- [작업 지시]: 아래 기록을 처음부터 끝까지 한 글자도 고치지 말고 줄마다 그대로 돌려주세요.

···

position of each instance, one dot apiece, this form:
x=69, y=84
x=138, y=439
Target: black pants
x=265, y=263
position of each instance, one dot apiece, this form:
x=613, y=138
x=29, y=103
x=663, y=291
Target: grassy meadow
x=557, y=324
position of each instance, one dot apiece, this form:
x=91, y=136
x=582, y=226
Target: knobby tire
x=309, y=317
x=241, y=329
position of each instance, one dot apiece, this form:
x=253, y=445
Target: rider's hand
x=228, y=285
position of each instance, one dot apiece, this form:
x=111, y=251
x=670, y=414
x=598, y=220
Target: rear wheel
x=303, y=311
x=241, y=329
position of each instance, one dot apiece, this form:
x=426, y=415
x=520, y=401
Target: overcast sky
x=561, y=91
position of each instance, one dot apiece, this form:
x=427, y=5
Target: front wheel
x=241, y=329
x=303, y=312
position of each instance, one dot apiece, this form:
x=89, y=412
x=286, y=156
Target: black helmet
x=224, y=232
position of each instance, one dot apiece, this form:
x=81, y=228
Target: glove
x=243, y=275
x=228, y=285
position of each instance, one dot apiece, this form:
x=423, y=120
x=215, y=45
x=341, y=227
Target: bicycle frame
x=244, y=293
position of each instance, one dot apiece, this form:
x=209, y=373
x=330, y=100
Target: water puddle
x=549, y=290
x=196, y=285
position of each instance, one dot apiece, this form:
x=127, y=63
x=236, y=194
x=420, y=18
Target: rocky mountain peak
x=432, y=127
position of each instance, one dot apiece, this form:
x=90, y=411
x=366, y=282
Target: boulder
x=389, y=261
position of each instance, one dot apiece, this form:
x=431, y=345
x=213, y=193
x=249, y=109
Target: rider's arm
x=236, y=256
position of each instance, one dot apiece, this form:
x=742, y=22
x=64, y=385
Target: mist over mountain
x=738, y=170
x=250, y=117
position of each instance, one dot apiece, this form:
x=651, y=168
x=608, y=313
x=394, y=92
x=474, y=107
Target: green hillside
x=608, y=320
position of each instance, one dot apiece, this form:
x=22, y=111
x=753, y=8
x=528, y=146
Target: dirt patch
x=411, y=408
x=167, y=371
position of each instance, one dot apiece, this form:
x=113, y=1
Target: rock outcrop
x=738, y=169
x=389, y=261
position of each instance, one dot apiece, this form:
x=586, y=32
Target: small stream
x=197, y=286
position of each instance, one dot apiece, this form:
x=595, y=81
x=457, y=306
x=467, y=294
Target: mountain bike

···

- [응답]:
position of each instance, one dot apiece, this form:
x=69, y=84
x=138, y=439
Target: black pants
x=265, y=263
position of each instance, one dot apiece, this form:
x=613, y=138
x=29, y=103
x=663, y=291
Target: grassy meadow
x=557, y=324
position of each instance, one dot apiece, this form:
x=91, y=136
x=582, y=226
Target: knobby tire
x=309, y=317
x=241, y=329
position of each instance, one dot apiece, this form:
x=253, y=445
Target: rider's hand
x=228, y=285
position of each instance, one dot apiece, this form:
x=111, y=251
x=670, y=414
x=598, y=220
Target: rear wheel
x=303, y=311
x=241, y=329
position of each instance, one dot apiece, this form:
x=426, y=415
x=520, y=401
Target: overcast sky
x=561, y=91
position of each instance, one dot apiece, this form:
x=427, y=5
Target: front wheel
x=241, y=329
x=303, y=312
position of each instance, one dot apiece, this form:
x=89, y=412
x=286, y=156
Target: black helmet
x=224, y=232
position of each instance, one dot apiece, this form:
x=81, y=228
Target: glove
x=243, y=275
x=228, y=285
position of each instance, one dot apiece, this form:
x=423, y=120
x=215, y=45
x=341, y=227
Target: bicycle frame
x=244, y=293
position of each instance, one dot apiece, this form:
x=209, y=373
x=330, y=100
Target: water puddle
x=549, y=290
x=196, y=285
position of each instance, one dot apiece, this form:
x=127, y=63
x=236, y=194
x=420, y=18
Target: rocky mountain peak
x=432, y=127
position of each instance, one dot apiece, this form:
x=90, y=411
x=366, y=282
Target: boulder
x=389, y=261
position of each instance, one dot apiece, this form:
x=431, y=345
x=213, y=193
x=249, y=109
Target: rider's arm
x=236, y=256
position of each instance, one dot apiece, this form:
x=742, y=22
x=64, y=385
Target: mist over mountain
x=738, y=170
x=250, y=117
position of each instance, one dot apiece, this form:
x=651, y=168
x=608, y=313
x=394, y=92
x=474, y=107
Target: green hillside
x=608, y=320
position of each instance, one dot apiece, this form:
x=22, y=111
x=753, y=8
x=528, y=146
Target: dirt patch
x=411, y=408
x=167, y=371
position of each instance, one dot apiece, this form:
x=113, y=1
Target: rock outcrop
x=738, y=169
x=389, y=261
position of each instance, one dot apiece, this form:
x=586, y=32
Target: small stream
x=197, y=286
position of each instance, one dot apiece, this form:
x=595, y=81
x=457, y=306
x=467, y=294
Target: mountain bike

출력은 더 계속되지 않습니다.